(EXERCISE OBJECTIVE): Below are some records: retype them all exactly, but not the pictures.

::: INFORMATION PROVIDED :::

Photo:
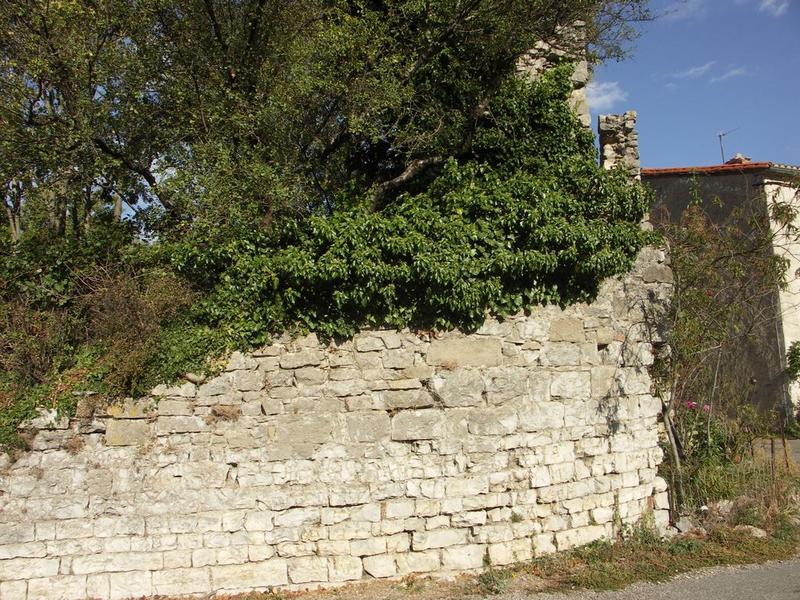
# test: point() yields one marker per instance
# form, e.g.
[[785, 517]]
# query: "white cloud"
[[774, 7], [729, 74], [604, 95], [692, 72], [684, 10]]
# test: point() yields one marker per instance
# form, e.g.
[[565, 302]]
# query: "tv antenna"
[[721, 135]]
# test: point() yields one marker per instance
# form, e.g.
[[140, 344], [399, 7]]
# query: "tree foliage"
[[186, 176]]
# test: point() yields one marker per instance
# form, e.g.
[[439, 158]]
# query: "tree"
[[241, 110]]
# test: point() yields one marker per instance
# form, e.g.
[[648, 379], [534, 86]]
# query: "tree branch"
[[411, 171]]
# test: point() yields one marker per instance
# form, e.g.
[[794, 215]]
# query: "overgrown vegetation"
[[722, 338], [646, 557], [182, 178]]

:::

(TASK RESPONSE):
Photo:
# test: point() yields one marker per instance
# form, e.g.
[[785, 517]]
# query: "white cloud"
[[774, 7], [729, 74], [604, 95], [692, 72], [684, 10]]
# test: point() yields one marker per instance
# form, e.g.
[[565, 302]]
# query: "tv antenna"
[[721, 135]]
# test: point() yields one marker per instance
# form, e.g.
[[140, 344], [399, 7]]
# query: "tree foliage"
[[186, 176]]
# test: point() yields one marker per instance
# form, e.g.
[[439, 158]]
# query: "tree"
[[241, 110]]
# test: point() yields one marker per instance
# form, e.g.
[[648, 379], [534, 86]]
# query: "tree branch"
[[411, 171]]
# test: point() yields one marker per instance
# form, e.g.
[[794, 215]]
# query: "overgrown vegetation"
[[722, 338], [646, 557], [182, 178]]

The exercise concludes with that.